Überarbeite die folgenden Zeilen, indem du überall „a dot for each instance“ durch „one point per instance“ ersetzt. Alles Übrige bleibt unverändert.

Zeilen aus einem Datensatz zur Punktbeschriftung
- - -

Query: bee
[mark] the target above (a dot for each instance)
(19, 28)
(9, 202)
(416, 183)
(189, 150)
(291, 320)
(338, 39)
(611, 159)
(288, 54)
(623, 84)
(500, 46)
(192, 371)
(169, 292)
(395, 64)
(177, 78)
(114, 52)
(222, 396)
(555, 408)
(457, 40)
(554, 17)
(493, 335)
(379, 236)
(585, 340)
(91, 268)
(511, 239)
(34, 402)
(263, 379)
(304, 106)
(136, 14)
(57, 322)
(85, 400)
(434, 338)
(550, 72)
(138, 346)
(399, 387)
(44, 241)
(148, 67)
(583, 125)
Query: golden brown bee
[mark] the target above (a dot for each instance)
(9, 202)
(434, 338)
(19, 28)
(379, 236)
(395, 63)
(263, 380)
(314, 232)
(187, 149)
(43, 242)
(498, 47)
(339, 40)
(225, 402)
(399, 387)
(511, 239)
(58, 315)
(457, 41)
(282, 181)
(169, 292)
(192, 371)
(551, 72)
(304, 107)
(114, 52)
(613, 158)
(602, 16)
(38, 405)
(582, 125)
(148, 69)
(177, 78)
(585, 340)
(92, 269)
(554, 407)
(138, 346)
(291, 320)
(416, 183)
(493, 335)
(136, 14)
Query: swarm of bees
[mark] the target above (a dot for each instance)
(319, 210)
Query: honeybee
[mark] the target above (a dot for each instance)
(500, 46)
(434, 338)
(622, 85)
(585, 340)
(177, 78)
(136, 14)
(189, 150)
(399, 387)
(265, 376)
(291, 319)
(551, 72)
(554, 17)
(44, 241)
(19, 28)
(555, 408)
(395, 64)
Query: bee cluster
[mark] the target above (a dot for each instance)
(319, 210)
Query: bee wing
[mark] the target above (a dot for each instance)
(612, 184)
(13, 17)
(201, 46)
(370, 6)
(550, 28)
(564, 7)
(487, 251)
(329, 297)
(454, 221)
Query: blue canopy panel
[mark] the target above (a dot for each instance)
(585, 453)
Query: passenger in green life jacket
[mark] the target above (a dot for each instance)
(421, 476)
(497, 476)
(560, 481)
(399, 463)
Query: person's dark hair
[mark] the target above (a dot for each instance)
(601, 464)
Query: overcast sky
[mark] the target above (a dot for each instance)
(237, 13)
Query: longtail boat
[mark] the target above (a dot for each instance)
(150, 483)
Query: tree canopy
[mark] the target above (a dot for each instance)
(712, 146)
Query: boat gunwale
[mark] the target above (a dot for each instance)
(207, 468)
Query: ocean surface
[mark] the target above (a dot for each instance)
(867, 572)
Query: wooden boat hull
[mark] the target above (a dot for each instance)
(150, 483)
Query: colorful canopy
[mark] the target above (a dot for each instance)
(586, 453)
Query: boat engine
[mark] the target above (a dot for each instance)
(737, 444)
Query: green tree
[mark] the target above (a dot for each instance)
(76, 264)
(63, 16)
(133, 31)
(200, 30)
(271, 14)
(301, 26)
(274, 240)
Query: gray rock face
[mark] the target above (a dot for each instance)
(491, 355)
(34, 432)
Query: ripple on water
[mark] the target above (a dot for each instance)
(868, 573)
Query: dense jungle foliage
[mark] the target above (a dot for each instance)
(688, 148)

- - -

* MUSTERLÖSUNG *
Query: bee
[mark] the target above (one point per instance)
(19, 28)
(9, 202)
(416, 183)
(189, 150)
(291, 320)
(338, 39)
(611, 159)
(288, 54)
(623, 84)
(500, 46)
(192, 371)
(169, 292)
(395, 64)
(177, 78)
(114, 52)
(222, 396)
(555, 408)
(457, 40)
(554, 17)
(493, 335)
(379, 236)
(585, 340)
(91, 268)
(511, 239)
(34, 402)
(263, 379)
(304, 106)
(136, 14)
(57, 322)
(85, 400)
(434, 338)
(550, 72)
(138, 346)
(399, 387)
(44, 241)
(148, 67)
(583, 125)
Query: golden brown bee
[mark] the target above (one point per instance)
(9, 202)
(434, 338)
(19, 28)
(379, 236)
(395, 63)
(263, 380)
(314, 232)
(187, 149)
(43, 242)
(498, 47)
(339, 40)
(225, 402)
(399, 387)
(511, 239)
(58, 315)
(457, 41)
(282, 181)
(169, 292)
(192, 371)
(551, 72)
(304, 107)
(114, 52)
(613, 158)
(602, 16)
(38, 405)
(582, 125)
(148, 69)
(177, 78)
(585, 340)
(92, 269)
(554, 407)
(138, 346)
(291, 320)
(416, 183)
(493, 335)
(136, 14)
Query: swarm of bees
[mark] the target above (one point per instance)
(319, 210)
Query: honeybee
[mark] the target above (one point per instance)
(500, 46)
(434, 338)
(622, 85)
(585, 340)
(177, 78)
(136, 14)
(189, 150)
(399, 387)
(265, 376)
(291, 319)
(551, 72)
(554, 17)
(44, 241)
(19, 28)
(555, 408)
(395, 64)
Query: bee cluster
[mark] the target above (one point per instance)
(319, 210)
Query: bee wing
[mark] the target above (one point per instance)
(612, 184)
(13, 17)
(201, 46)
(370, 6)
(550, 28)
(564, 7)
(487, 251)
(329, 297)
(454, 221)
Query: blue canopy panel
[mark] the target above (one point per instance)
(585, 453)
Query: passenger in green life jacket
[mark] the target above (one point per instance)
(421, 476)
(497, 476)
(560, 481)
(399, 463)
Query: person's dark hair
[mark] the target above (one point per instance)
(601, 464)
Query: overcast sky
[mark] the target above (one point per instance)
(237, 13)
Query: longtail boat
[mark] the target above (one point per instance)
(150, 483)
Query: tree canopy
[mark] the target above (one point per instance)
(712, 146)
Query: boat gunwale
[mark] the target above (one point per instance)
(207, 468)
Query: ocean surface
[mark] the target above (one point per instance)
(867, 572)
Query: wooden boat hull
[mark] the target above (one point per instance)
(150, 483)
Query: colorful canopy
[mark] the target above (one point per instance)
(586, 453)
Query: boat engine
[mark] the target above (one point per instance)
(737, 444)
Query: green tree
[mark] the target above (one point per instance)
(76, 264)
(63, 16)
(133, 31)
(200, 30)
(271, 14)
(301, 26)
(274, 240)
Query: gray rock face
[mark] the target above (one point per instance)
(491, 355)
(34, 432)
Query: ripple on water
[mark] the target above (one point per instance)
(868, 573)
Query: dense jungle foliage
[mark] the target above (one point per instance)
(688, 148)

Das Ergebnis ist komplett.